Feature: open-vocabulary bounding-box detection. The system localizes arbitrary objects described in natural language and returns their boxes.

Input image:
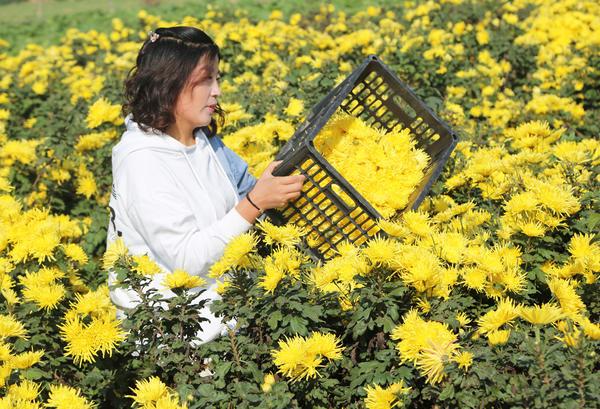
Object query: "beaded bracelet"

[246,193,263,214]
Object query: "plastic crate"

[268,55,458,259]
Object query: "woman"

[107,27,304,342]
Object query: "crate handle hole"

[330,183,356,208]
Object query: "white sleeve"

[127,155,252,275]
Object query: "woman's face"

[174,58,221,131]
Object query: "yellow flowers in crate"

Given request = Reproduce all of the records above with "Object query" switched to "Search phrase" each time it occurs, keeping everything else the same. Leave the pictures out of your answer.

Result of the task =
Feature: open-vocabulary bounding-box detection. The system localizes arbitrary objects described in natural language and returns their boxes.

Input image:
Search phrase: "beaded bracelet"

[246,193,263,214]
Search phrase: "plastic crate"

[268,55,458,259]
Search phrase: "woman"

[107,27,304,342]
Search phrase: "crate handle hole"

[330,183,356,208]
Search phrase: "white sleeve"

[127,155,252,275]
Search phrase: "woman's face"

[174,58,221,131]
Search phrase: "yellow flowers in crate"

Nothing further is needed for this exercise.